*What to produce*. Every line of the data below that holds the string "flower" needs to be reported.

*Records contained in a dataset*.

Start of Block

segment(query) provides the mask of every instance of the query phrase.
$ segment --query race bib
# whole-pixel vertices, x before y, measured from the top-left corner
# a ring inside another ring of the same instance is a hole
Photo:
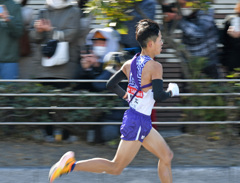
[[[128,92],[128,98],[131,100],[135,92],[137,91],[136,88],[128,86],[127,92]],[[132,99],[130,106],[134,109],[136,109],[137,105],[140,103],[140,101],[143,99],[143,91],[138,91],[137,95]]]

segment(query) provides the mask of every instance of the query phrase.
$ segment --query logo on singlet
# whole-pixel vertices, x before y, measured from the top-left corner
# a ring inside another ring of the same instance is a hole
[[[137,91],[136,88],[132,87],[132,86],[128,86],[127,88],[127,92],[134,95],[134,93]],[[136,95],[137,98],[143,98],[143,91],[138,91],[137,95]]]

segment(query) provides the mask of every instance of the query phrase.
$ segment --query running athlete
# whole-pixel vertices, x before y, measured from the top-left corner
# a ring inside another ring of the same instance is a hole
[[[172,183],[173,153],[162,136],[152,128],[150,115],[155,101],[179,95],[179,88],[177,84],[169,83],[167,91],[163,90],[162,65],[153,60],[161,53],[163,45],[158,24],[149,19],[139,21],[136,39],[142,48],[141,53],[125,62],[107,83],[107,88],[128,100],[130,106],[124,113],[121,141],[115,157],[113,160],[93,158],[76,161],[74,152],[69,151],[52,166],[50,182],[71,171],[119,175],[143,146],[159,158],[158,174],[161,182]],[[127,92],[118,85],[126,78],[129,81]]]

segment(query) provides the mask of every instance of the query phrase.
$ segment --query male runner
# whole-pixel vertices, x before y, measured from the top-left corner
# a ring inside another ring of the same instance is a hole
[[[163,90],[162,65],[153,60],[161,53],[163,45],[158,24],[149,19],[138,22],[136,39],[142,48],[141,54],[127,61],[107,83],[108,89],[128,100],[130,105],[123,117],[120,129],[122,140],[115,157],[113,160],[93,158],[76,161],[74,152],[69,151],[52,166],[50,182],[71,171],[119,175],[143,145],[159,158],[158,174],[161,182],[172,183],[173,153],[162,136],[152,128],[150,115],[155,101],[178,95],[179,88],[177,84],[169,83],[167,91]],[[118,85],[126,77],[129,81],[127,92]]]

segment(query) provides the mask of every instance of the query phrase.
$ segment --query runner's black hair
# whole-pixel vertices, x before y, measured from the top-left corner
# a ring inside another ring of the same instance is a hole
[[[136,25],[136,40],[142,48],[146,48],[149,39],[155,42],[159,35],[159,32],[160,27],[153,20],[140,20]]]

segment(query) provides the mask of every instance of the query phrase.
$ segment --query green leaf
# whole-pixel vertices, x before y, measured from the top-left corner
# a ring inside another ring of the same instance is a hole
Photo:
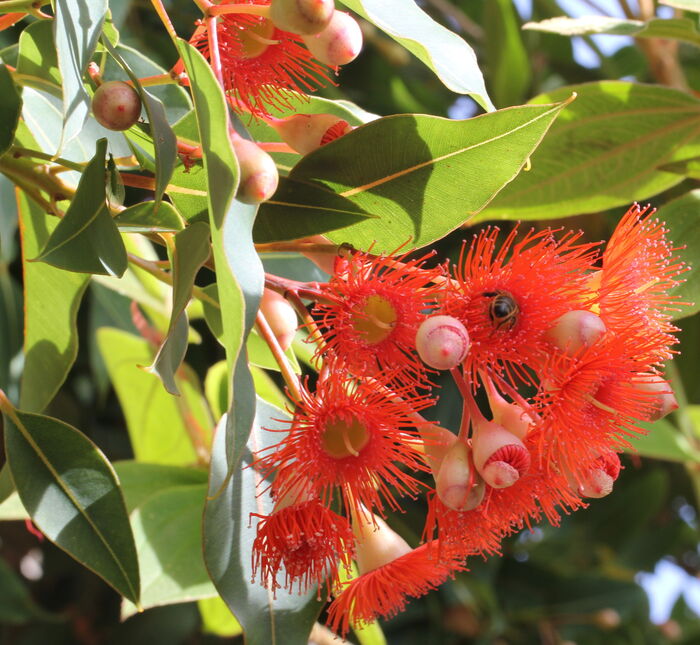
[[[200,468],[143,464],[132,460],[116,461],[113,466],[129,513],[166,489],[207,483],[207,471]]]
[[[227,455],[225,419],[219,425],[212,451],[209,500],[204,515],[204,558],[214,584],[243,627],[250,645],[306,645],[321,608],[313,589],[305,595],[280,589],[273,598],[272,592],[258,581],[251,582],[251,549],[258,520],[250,514],[268,514],[273,504],[269,494],[256,486],[259,475],[246,466],[250,465],[253,452],[281,439],[278,431],[288,428],[288,424],[280,422],[285,416],[281,410],[258,400],[243,468],[237,468],[238,461],[231,463]],[[233,477],[227,477],[232,468]],[[284,572],[279,575],[284,580]]]
[[[671,291],[671,295],[688,303],[674,312],[678,320],[700,311],[700,189],[664,204],[657,217],[665,222],[668,237],[678,247],[676,253],[690,267],[681,276],[685,282]]]
[[[145,499],[131,513],[144,609],[216,594],[202,559],[206,483],[176,486]],[[136,613],[131,603],[122,618]]]
[[[153,363],[147,368],[150,374],[157,376],[167,392],[180,396],[180,390],[175,382],[175,375],[185,360],[189,336],[189,321],[185,311],[175,319],[168,328],[168,335],[158,348]]]
[[[151,126],[153,145],[155,147],[155,202],[157,206],[163,199],[163,194],[165,193],[165,189],[173,174],[173,169],[175,168],[175,162],[177,161],[177,139],[175,133],[168,123],[165,108],[160,99],[153,96],[141,86],[138,76],[129,68],[126,61],[119,55],[117,49],[112,46],[107,38],[102,39],[102,44],[129,75],[129,78],[132,80],[146,108],[148,122]]]
[[[231,638],[243,633],[243,628],[221,598],[207,598],[197,603],[202,616],[202,631]]]
[[[282,394],[282,390],[279,389],[268,373],[255,366],[250,368],[250,373],[253,375],[255,393],[270,405],[274,405],[281,410],[286,409],[289,405],[289,400]]]
[[[248,361],[251,365],[256,365],[266,370],[280,371],[280,366],[275,360],[272,351],[270,351],[270,347],[255,330],[248,334],[246,351],[248,353]],[[285,355],[289,359],[294,371],[297,374],[301,374],[301,368],[299,367],[297,357],[294,355],[291,347],[287,349]]]
[[[0,400],[5,450],[22,504],[44,535],[133,602],[134,538],[117,477],[78,430]]]
[[[601,81],[532,102],[551,103],[571,92],[578,98],[532,155],[532,169],[475,221],[595,213],[643,201],[682,180],[659,166],[697,156],[700,101],[657,85]]]
[[[700,179],[700,157],[692,157],[691,159],[684,159],[683,161],[667,163],[663,166],[659,166],[659,170],[674,172],[691,179]]]
[[[37,260],[79,273],[121,276],[126,271],[124,242],[107,208],[106,152],[107,140],[100,139],[66,214]]]
[[[639,423],[647,431],[645,435],[628,437],[632,453],[666,461],[700,461],[700,452],[690,446],[685,436],[668,420]]]
[[[700,32],[689,18],[653,18],[632,20],[611,16],[582,16],[580,18],[549,18],[542,22],[528,22],[523,29],[546,31],[562,36],[587,36],[590,34],[613,34],[635,38],[667,38],[681,40],[700,46]]]
[[[0,560],[0,624],[26,625],[44,620],[60,619],[38,607],[19,576]]]
[[[157,464],[195,463],[198,454],[190,433],[205,452],[212,421],[194,378],[176,375],[182,396],[173,397],[158,379],[137,367],[153,361],[155,349],[147,341],[118,329],[103,328],[98,331],[97,342],[126,417],[136,459]]]
[[[15,386],[12,359],[22,350],[22,289],[0,262],[0,388]]]
[[[182,217],[169,202],[147,201],[129,206],[114,218],[124,233],[177,233],[183,229]]]
[[[297,240],[361,222],[368,215],[349,199],[307,183],[280,177],[272,199],[260,205],[253,237],[258,244]]]
[[[176,396],[180,395],[180,391],[175,383],[175,373],[185,359],[189,333],[185,307],[192,297],[197,273],[209,259],[209,253],[209,226],[204,222],[195,222],[175,235],[172,253],[173,308],[168,333],[148,371],[156,374],[165,389]]]
[[[341,2],[403,45],[433,70],[445,87],[458,94],[468,94],[485,110],[494,109],[474,50],[457,34],[435,22],[415,2]]]
[[[407,250],[421,247],[469,221],[512,181],[567,103],[465,121],[385,117],[307,155],[290,177],[321,183],[377,218],[329,233],[334,242],[375,253],[409,239]]]
[[[100,37],[107,0],[56,0],[55,7],[54,39],[63,79],[61,141],[67,143],[78,135],[90,112],[90,97],[83,86],[83,74]]]
[[[484,5],[489,89],[498,106],[523,103],[532,82],[518,14],[510,0]]]
[[[256,207],[234,199],[238,162],[229,141],[228,108],[206,59],[190,44],[177,41],[190,78],[207,178],[209,224],[226,361],[232,377],[227,415],[227,449],[233,463],[243,453],[255,414],[255,393],[241,349],[253,327],[264,275],[252,239]]]
[[[7,65],[0,65],[0,155],[15,140],[15,131],[22,114],[22,95],[19,93]]]
[[[37,20],[22,31],[17,73],[23,83],[61,96],[61,73],[58,71],[52,21]]]
[[[24,369],[20,407],[41,412],[53,399],[78,354],[78,307],[86,275],[29,262],[47,242],[58,221],[24,193],[18,193],[24,267]]]

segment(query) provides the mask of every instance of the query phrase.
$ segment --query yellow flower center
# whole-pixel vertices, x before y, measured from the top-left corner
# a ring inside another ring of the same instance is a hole
[[[370,345],[381,343],[394,331],[396,309],[386,298],[370,296],[359,313],[353,327]]]
[[[243,58],[257,58],[270,45],[276,45],[278,41],[272,40],[274,31],[275,25],[267,18],[242,29],[238,38],[243,46]]]
[[[334,459],[357,457],[369,442],[369,432],[357,419],[329,423],[321,435],[321,446]]]

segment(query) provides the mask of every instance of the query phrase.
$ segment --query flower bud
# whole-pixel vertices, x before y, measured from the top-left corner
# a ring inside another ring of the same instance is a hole
[[[260,301],[262,311],[283,351],[287,351],[297,331],[297,315],[292,305],[276,291],[265,289]]]
[[[464,441],[455,441],[445,454],[435,491],[453,511],[471,511],[484,499],[484,482],[469,463],[469,446]]]
[[[645,419],[658,421],[678,409],[678,401],[671,386],[656,374],[640,374],[634,380],[634,388],[649,394],[649,408]]]
[[[272,0],[270,20],[279,29],[310,36],[328,26],[334,10],[334,0]]]
[[[421,360],[438,370],[457,367],[469,351],[469,334],[452,316],[430,316],[418,328],[416,350]]]
[[[506,401],[495,388],[487,392],[494,423],[503,426],[518,439],[524,439],[534,424],[534,419],[517,403]]]
[[[450,432],[447,428],[436,426],[432,423],[421,424],[418,427],[418,432],[420,432],[423,440],[425,459],[428,462],[428,466],[430,466],[430,470],[433,471],[433,475],[437,477],[442,460],[452,447],[452,444],[457,441],[457,435]]]
[[[476,469],[493,488],[512,486],[530,468],[530,453],[523,442],[497,423],[479,424],[472,447]]]
[[[312,235],[311,237],[305,237],[304,242],[310,242],[312,244],[327,244],[332,245],[332,242],[323,235]],[[336,251],[337,247],[333,250]],[[335,259],[337,257],[336,253],[326,253],[324,251],[302,251],[301,254],[308,260],[311,260],[321,271],[327,273],[328,275],[333,275],[333,268],[335,266]]]
[[[302,155],[352,132],[352,126],[334,114],[295,114],[270,125],[288,146]]]
[[[367,513],[366,510],[354,513],[352,522],[360,574],[379,569],[412,550],[381,517],[374,515],[370,520]]]
[[[575,478],[567,472],[569,487],[581,497],[600,499],[612,492],[615,480],[620,474],[620,458],[614,452],[601,455],[583,477]]]
[[[622,622],[619,612],[611,607],[597,611],[593,614],[593,620],[601,629],[615,629]]]
[[[246,204],[259,204],[270,199],[279,181],[272,157],[248,139],[235,137],[231,143],[241,169],[236,197]]]
[[[108,130],[128,130],[141,116],[141,97],[124,81],[107,81],[92,97],[92,113]]]
[[[584,347],[593,345],[605,332],[605,323],[600,316],[584,309],[575,309],[557,318],[554,326],[547,331],[547,339],[572,356]]]
[[[362,49],[362,31],[348,13],[334,11],[328,26],[315,36],[302,36],[314,58],[329,67],[346,65]]]

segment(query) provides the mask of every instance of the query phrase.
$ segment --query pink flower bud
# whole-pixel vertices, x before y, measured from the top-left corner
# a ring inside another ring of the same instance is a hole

End of Block

*Written reply*.
$ segment --query yellow flower center
$ segment --query flower bud
$ segment --query pink flower bud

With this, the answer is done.